> [AVAILABLE DATA]
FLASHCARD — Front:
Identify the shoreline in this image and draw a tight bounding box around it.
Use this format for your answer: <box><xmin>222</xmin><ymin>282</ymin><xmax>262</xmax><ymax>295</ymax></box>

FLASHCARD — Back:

...

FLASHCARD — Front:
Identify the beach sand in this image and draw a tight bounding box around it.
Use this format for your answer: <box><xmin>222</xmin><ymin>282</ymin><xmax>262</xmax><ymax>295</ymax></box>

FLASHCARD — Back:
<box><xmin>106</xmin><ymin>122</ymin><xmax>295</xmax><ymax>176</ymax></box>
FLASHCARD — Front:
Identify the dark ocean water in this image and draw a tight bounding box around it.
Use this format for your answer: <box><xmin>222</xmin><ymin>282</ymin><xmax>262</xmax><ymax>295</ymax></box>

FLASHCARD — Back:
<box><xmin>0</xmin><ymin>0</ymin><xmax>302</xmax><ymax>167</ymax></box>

> [PROBLEM DESCRIPTION] List every line of the entries above that contains the word "tight", matching case exactly.

> [FULL RESPONSE]
Identify the shoreline in this image and draw a tight bounding box around it.
Identify the beach sand in this image and draw a tight bounding box around it.
Identify the dark ocean water in this image and draw a tight bounding box around it.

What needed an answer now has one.